>> begin MATERIAL FOR THIS EXERCISE
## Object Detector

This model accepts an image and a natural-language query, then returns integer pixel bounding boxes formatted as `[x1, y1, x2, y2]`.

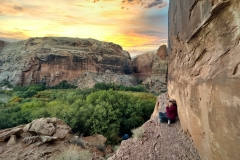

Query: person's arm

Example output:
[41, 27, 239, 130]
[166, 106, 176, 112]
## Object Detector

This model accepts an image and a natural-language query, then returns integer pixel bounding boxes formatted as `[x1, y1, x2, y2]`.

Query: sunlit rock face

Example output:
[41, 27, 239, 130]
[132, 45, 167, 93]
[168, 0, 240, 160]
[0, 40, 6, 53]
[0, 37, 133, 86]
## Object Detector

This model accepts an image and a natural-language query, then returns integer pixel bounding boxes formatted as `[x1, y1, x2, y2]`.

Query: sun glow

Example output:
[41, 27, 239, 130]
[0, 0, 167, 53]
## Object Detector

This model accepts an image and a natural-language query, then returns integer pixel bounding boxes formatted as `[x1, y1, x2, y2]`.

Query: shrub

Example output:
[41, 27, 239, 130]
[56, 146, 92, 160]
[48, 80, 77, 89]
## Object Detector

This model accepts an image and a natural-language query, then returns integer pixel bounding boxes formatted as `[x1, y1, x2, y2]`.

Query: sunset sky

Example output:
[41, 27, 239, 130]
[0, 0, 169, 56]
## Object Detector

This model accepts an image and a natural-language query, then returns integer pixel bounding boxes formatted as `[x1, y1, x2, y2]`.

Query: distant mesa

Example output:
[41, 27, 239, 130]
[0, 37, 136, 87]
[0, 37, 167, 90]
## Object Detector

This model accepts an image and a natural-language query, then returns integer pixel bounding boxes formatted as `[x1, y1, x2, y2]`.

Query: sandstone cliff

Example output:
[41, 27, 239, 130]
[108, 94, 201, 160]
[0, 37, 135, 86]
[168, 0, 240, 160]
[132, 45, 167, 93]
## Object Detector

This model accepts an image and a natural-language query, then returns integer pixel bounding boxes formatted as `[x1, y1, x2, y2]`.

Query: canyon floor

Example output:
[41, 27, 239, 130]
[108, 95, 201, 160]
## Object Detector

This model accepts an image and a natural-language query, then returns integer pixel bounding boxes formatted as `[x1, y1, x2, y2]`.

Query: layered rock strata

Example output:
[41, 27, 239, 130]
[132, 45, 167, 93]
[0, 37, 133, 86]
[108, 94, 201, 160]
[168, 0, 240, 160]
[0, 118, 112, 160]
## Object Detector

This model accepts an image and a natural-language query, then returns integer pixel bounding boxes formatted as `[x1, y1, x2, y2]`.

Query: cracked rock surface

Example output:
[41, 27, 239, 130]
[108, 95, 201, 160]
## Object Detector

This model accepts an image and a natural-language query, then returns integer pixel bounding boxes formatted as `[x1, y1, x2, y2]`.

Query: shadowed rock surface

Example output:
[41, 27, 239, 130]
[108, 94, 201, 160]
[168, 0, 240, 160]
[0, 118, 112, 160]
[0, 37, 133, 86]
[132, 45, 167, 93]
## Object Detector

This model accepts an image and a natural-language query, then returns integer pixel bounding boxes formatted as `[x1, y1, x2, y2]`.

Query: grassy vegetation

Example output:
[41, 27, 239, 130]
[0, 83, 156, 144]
>> end MATERIAL FOR THIS EXERCISE
>> begin MATERIAL FOR THIS EXERCISE
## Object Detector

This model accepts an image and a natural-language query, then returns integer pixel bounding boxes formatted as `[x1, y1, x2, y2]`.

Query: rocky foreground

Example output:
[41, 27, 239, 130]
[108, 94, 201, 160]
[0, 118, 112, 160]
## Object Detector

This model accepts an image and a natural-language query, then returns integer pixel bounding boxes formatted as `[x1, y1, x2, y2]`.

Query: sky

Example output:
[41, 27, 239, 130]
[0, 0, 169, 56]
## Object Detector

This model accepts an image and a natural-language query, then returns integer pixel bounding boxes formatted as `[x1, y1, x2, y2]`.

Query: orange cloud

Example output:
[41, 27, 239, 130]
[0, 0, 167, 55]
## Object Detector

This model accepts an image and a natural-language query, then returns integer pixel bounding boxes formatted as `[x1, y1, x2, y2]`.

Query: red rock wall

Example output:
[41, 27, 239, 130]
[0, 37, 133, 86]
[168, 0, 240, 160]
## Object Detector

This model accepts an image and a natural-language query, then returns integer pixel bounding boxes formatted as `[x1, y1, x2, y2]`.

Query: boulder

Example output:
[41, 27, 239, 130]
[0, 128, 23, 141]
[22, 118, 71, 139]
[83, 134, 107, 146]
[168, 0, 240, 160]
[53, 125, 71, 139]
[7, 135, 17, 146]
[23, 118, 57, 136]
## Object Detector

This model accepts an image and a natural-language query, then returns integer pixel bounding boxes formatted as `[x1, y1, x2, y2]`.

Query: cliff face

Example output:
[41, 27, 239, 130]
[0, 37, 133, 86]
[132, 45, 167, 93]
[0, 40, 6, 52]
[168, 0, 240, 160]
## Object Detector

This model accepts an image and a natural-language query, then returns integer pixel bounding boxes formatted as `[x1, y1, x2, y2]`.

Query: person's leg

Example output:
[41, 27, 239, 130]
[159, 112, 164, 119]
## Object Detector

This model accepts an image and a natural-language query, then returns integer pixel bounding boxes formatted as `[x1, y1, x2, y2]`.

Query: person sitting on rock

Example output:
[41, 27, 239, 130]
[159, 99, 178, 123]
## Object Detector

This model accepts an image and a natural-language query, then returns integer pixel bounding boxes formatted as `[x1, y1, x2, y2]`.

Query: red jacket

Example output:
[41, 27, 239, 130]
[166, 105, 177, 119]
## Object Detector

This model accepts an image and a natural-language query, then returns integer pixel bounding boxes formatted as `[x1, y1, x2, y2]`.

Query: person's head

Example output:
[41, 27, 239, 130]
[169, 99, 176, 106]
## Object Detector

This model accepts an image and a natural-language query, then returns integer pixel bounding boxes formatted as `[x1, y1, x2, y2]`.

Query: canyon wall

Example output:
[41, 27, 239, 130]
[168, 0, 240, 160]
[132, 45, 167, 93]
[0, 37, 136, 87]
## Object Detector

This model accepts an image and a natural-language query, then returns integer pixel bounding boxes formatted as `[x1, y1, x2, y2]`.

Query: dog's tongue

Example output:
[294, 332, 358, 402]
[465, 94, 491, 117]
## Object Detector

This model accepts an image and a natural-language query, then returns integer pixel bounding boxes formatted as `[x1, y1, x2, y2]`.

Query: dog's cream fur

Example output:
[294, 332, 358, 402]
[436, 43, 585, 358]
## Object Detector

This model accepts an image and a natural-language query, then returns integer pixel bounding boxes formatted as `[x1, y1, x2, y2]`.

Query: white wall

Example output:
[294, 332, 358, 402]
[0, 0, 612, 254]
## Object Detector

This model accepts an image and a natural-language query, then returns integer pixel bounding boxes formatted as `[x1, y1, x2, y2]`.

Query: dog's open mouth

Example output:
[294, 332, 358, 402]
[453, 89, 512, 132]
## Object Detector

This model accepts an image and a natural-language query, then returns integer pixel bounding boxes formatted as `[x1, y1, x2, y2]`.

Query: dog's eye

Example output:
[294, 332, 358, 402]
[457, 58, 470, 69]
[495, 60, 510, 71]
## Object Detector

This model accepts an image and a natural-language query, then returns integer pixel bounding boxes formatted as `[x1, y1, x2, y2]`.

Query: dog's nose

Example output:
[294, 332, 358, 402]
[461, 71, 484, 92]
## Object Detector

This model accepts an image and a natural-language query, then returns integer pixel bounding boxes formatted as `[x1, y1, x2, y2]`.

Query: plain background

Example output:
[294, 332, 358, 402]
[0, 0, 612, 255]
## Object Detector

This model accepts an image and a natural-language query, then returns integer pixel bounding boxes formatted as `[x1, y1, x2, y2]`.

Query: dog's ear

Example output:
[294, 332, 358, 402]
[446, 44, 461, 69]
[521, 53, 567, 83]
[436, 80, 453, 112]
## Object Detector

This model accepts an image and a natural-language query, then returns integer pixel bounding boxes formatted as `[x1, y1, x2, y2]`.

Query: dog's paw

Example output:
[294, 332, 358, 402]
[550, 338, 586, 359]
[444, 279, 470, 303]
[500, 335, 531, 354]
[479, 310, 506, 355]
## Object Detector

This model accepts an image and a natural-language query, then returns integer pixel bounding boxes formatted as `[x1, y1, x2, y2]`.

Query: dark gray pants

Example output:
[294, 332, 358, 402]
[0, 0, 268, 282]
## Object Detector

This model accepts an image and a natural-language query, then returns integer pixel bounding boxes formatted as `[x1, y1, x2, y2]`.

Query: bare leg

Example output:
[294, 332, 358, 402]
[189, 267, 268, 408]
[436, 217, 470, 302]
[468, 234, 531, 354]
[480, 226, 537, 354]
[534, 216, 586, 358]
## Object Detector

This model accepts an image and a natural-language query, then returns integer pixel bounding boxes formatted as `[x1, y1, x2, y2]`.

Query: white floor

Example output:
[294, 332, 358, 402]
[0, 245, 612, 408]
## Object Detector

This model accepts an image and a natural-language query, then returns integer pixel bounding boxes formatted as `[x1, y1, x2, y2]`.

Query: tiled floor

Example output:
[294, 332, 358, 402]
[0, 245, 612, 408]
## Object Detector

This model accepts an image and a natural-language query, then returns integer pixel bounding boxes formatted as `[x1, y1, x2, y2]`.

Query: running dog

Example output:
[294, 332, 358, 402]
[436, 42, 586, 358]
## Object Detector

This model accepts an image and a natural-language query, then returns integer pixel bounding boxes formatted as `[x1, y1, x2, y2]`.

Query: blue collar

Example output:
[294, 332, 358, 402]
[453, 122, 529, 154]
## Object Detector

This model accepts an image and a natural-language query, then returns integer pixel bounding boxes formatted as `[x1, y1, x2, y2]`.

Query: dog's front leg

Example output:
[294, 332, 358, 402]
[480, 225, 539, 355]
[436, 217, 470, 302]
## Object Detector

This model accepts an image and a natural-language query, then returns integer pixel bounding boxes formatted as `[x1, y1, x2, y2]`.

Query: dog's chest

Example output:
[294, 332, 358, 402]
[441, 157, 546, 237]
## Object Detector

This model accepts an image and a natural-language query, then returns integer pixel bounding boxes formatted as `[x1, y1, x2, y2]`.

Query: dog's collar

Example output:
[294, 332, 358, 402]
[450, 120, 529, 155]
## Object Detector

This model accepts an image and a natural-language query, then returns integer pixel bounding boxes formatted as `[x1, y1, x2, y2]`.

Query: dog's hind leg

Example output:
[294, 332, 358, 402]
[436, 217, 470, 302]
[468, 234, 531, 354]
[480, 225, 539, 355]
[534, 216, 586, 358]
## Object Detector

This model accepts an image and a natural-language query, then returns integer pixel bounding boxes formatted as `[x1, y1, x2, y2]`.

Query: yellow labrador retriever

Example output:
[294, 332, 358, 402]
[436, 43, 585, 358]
>> end MATERIAL FOR THIS EXERCISE
>> begin MATERIAL FOR THIS EXERCISE
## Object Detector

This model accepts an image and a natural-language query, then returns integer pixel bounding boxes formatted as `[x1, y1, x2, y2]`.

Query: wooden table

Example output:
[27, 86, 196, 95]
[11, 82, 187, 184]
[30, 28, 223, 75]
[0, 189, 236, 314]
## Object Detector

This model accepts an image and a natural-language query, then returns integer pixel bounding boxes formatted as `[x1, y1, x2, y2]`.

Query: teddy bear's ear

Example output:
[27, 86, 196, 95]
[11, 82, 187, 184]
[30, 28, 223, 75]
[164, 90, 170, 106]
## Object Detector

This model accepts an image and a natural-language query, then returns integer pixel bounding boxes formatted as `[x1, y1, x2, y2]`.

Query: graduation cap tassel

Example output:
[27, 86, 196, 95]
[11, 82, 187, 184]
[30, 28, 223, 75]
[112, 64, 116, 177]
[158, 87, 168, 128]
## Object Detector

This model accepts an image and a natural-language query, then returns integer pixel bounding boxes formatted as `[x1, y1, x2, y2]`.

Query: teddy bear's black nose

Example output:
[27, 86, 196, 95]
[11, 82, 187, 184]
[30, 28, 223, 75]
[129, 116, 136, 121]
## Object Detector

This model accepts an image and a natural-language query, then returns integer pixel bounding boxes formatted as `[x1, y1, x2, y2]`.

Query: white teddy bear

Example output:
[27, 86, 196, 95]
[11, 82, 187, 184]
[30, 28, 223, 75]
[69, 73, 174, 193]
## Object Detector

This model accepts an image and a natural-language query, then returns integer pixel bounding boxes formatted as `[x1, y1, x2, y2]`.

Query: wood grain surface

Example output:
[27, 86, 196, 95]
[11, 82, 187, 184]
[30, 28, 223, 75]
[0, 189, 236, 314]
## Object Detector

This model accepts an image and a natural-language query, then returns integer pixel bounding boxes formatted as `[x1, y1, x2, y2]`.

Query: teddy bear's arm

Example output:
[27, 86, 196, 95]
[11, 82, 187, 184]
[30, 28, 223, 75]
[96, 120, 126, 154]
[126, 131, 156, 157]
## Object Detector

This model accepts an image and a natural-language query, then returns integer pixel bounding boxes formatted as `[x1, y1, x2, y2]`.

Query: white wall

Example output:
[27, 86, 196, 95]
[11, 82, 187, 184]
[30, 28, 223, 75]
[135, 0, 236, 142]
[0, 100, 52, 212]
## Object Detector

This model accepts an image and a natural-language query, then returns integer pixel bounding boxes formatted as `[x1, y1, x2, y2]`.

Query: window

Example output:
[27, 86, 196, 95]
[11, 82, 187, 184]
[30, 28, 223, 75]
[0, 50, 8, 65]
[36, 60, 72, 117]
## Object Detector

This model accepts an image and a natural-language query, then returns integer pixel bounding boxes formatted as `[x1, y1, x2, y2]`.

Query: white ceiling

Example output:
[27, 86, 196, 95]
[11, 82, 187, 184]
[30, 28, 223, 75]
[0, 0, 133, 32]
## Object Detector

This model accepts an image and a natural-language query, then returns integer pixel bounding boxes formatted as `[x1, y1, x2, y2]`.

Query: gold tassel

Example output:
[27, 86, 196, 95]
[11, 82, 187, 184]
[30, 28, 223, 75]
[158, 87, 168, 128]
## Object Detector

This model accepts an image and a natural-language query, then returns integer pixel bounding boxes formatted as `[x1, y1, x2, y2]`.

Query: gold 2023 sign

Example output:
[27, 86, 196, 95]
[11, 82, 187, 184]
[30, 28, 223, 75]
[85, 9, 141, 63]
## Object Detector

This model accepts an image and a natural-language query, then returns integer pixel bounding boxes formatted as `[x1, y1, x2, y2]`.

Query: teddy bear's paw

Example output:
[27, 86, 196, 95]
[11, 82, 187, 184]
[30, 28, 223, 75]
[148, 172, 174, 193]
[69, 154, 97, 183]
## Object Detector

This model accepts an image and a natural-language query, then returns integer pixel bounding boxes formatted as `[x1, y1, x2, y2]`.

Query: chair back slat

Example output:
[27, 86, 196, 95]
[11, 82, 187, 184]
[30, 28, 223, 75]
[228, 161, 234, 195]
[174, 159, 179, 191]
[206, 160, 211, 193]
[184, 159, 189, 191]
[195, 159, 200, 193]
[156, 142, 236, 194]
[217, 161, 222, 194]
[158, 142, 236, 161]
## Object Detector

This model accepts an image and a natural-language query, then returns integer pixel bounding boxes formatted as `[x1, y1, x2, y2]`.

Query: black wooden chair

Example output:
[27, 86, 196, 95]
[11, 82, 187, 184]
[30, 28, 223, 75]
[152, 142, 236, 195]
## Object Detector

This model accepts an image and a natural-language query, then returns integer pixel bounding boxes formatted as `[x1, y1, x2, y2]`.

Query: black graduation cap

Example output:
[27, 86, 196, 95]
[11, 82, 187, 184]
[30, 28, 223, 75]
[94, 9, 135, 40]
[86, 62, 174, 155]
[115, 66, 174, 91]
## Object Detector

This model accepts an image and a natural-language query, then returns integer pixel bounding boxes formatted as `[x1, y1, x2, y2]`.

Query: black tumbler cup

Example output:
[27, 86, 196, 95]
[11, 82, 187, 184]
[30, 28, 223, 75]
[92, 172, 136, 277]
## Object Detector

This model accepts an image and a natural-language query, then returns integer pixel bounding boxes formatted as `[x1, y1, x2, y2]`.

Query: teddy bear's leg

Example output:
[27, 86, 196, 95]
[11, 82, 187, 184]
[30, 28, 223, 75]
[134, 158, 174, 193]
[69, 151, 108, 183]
>> end MATERIAL FOR THIS EXERCISE
## JOB
Pick out every line of the material above that contains the word "wooden", treating uppercase and lowercase letters as different. Copy each of those lines in full.

## EXERCISE OUTPUT
Query: wooden table
Query: black wooden chair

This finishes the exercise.